Could you reprint the data from its start through the line containing "Give the outline of every instance of the grasshopper antenna.", substituting "multiple disjoint parts" for "several separate parts", changing nothing else and leaving out the pictures?
···
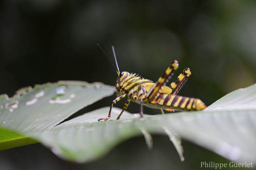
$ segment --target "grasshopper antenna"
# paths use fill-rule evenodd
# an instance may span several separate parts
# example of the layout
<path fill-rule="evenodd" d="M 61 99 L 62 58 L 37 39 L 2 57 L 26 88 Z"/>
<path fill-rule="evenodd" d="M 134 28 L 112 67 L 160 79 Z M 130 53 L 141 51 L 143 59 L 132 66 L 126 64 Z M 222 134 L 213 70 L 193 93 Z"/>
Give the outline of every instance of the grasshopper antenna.
<path fill-rule="evenodd" d="M 119 75 L 119 73 L 120 73 L 120 72 L 119 71 L 119 69 L 118 69 L 118 71 L 117 70 L 117 69 L 115 67 L 115 66 L 114 66 L 114 65 L 113 65 L 113 64 L 112 64 L 112 62 L 111 62 L 111 61 L 109 59 L 109 57 L 108 57 L 108 56 L 107 56 L 107 55 L 106 54 L 106 53 L 105 53 L 105 52 L 104 52 L 104 51 L 103 51 L 103 49 L 102 49 L 102 48 L 101 48 L 101 47 L 100 46 L 100 45 L 99 45 L 99 44 L 97 43 L 97 45 L 98 46 L 99 46 L 99 47 L 100 47 L 100 48 L 101 48 L 101 51 L 102 51 L 102 52 L 103 52 L 103 53 L 104 53 L 104 54 L 105 54 L 105 55 L 107 57 L 107 58 L 108 59 L 108 60 L 109 60 L 109 62 L 110 62 L 110 63 L 111 63 L 111 64 L 112 65 L 112 66 L 113 66 L 113 67 L 114 67 L 114 68 L 115 69 L 115 70 L 116 70 L 116 71 L 117 72 L 117 74 L 118 75 Z"/>
<path fill-rule="evenodd" d="M 118 72 L 120 73 L 120 71 L 119 71 L 119 68 L 118 67 L 118 64 L 117 64 L 117 57 L 116 56 L 116 53 L 115 52 L 115 49 L 114 48 L 114 46 L 112 46 L 112 51 L 113 51 L 113 54 L 114 54 L 114 57 L 115 57 L 115 61 L 116 62 L 116 64 L 117 65 L 117 70 L 118 70 Z"/>

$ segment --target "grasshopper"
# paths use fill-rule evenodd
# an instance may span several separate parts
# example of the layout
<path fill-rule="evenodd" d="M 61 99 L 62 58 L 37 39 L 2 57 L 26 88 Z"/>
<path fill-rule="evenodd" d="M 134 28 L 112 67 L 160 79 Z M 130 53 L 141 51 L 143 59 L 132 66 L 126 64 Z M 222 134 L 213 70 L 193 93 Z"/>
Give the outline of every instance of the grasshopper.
···
Task solution
$ segment --target "grasshopper antenna"
# paths use fill-rule evenodd
# an instance may span multiple disjoint parts
# example of the layout
<path fill-rule="evenodd" d="M 61 99 L 62 58 L 37 39 L 2 57 L 26 88 Z"/>
<path fill-rule="evenodd" d="M 134 28 L 112 67 L 160 79 Z M 130 53 L 141 51 L 143 59 L 132 66 L 126 64 Z M 222 134 L 213 70 L 193 93 Z"/>
Give the outline of every instance of the grasshopper antenna.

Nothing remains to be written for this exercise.